___ SOURCE ___
Zinho

Personal information
- Full name: Luis Henrique Hoffmann
- Date of birth: 9 May 2003 (age 21)
- Place of birth: Lajeado, Brazil
- Height: 1.77 m (5 ft 10 in)
- Position(s): Winger

Team information
- Current team: Portimonense
- Number: 99

Youth career
- 2014–2023: Grêmio

Senior career*
- Years: Team / Apps / (Gls)
- 2023–2024: Grêmio / 12 / (0)
- 2023–2024: → Portimonense (loan) / 12 / (0)
- 2024–: Portimonense / 0 / (0)

= Zinho (footballer, born 2003) =

Brazilian footballer

Luis Henrique Hoffmann (born 9 May 2003), commonly known as Zinho, is a Brazilian professional footballer who plays as a winger for Liga Portugal 2 club Portimonense.

==Career==
Born in Lajeado, Rio Grande do Sul, Zinho joined Grêmio's youth setup in 2014, aged ten. On 12 June 2021, he renewed his contract with the club until the end of 2024.

Zinho made his first team debut on 18 February 2023, coming on as a late substitute for João Pedro in a 0–0 Campeonato Gaúcho away draw against São Luiz. On 14 March, he was definitely promoted to the main squad.

Zinho made his Série A debut on 16 April 2023, starting in a 1–0 home win over Santos.
___ DATASET ___
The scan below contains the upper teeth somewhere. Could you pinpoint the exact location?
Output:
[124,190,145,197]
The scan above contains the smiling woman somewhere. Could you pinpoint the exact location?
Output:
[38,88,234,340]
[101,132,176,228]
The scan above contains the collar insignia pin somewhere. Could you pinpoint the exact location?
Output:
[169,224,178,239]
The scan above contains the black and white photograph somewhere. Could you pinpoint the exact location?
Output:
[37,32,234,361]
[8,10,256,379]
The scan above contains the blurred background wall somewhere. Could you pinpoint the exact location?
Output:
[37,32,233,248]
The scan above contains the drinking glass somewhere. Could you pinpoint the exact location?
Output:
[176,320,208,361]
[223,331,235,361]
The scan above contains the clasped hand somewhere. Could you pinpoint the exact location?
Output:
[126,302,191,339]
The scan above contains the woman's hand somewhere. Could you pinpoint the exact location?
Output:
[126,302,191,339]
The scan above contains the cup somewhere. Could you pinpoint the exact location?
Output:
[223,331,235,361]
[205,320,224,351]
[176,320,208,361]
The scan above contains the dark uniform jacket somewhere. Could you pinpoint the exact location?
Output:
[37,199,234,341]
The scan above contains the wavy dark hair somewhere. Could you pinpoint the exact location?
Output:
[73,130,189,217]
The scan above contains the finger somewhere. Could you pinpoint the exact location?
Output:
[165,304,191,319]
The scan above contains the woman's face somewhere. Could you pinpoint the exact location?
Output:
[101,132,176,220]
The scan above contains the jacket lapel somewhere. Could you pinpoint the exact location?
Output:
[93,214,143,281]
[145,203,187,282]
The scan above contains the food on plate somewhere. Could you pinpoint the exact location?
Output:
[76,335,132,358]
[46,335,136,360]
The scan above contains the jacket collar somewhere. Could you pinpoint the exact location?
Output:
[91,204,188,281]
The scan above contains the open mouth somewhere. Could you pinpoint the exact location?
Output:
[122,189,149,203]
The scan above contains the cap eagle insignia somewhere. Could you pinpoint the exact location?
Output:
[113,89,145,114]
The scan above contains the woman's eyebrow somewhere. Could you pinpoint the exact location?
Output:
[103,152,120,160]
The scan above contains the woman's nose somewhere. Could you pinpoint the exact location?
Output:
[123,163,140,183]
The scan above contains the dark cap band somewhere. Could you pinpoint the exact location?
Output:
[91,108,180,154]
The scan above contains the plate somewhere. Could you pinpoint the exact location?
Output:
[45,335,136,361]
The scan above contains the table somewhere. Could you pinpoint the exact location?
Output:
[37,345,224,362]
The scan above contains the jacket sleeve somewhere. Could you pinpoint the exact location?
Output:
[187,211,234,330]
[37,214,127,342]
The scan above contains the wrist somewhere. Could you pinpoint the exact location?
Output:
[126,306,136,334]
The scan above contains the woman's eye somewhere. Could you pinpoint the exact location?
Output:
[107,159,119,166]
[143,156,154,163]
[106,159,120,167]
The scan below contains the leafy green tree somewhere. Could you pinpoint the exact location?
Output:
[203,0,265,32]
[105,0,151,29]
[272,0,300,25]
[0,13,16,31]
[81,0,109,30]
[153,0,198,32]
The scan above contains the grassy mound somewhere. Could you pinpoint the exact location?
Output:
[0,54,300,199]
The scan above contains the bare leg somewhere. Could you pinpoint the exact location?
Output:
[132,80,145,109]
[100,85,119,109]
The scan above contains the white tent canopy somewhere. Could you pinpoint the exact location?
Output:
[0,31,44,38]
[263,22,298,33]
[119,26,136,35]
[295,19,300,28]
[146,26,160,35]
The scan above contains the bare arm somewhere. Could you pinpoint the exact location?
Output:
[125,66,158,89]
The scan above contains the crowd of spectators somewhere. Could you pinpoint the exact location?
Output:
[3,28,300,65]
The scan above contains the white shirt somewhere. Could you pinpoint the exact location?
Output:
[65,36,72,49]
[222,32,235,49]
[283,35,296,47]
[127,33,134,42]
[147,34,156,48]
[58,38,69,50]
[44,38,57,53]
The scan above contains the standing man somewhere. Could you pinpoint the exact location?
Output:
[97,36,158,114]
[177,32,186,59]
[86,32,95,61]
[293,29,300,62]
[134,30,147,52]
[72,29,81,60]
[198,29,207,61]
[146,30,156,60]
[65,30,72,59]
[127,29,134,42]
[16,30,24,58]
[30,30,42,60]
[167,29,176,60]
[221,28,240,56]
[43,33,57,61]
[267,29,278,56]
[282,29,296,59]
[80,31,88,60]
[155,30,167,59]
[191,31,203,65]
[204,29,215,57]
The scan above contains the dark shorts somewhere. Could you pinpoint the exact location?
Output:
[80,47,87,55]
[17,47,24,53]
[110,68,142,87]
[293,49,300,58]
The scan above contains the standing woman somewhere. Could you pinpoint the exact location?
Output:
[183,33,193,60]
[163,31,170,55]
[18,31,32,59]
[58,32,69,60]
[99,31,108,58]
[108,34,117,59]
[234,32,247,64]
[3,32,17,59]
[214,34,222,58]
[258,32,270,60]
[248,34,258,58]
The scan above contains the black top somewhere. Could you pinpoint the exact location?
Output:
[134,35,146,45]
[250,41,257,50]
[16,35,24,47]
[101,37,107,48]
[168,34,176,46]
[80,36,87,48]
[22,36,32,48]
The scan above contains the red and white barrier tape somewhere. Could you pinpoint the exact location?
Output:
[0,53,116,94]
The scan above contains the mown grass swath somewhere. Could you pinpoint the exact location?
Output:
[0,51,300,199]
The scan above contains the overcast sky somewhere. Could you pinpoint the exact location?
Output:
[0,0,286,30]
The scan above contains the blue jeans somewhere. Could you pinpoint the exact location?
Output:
___
PROBLEMS AND TASKS »
**A)** Answer these from the Zinho article:
(i) At what age did Zinho join Grêmio's youth setup?
(ii) What number does he wear for Portimonense?
(iii) Which player did he replace as a substitute in his first team debut?
**B)** Repeat the stretch of the Zinho article from "Senior career*" through "2 club Portimonense.".

RESPONSES TO THE EXERCISE »
**A)**
(i) Ten
(ii) 99
(iii) João Pedro

**B)**
Senior career*
- Years: Team / Apps / (Gls)
- 2023–2024: Grêmio / 12 / (0)
- 2023–2024: → Portimonense (loan) / 12 / (0)
- 2024–: Portimonense / 0 / (0)

= Zinho (footballer, born 2003) =

Brazilian footballer

Luis Henrique Hoffmann (born 9 May 2003), commonly known as Zinho, is a Brazilian professional footballer who plays as a winger for Liga Portugal 2 club Portimonense.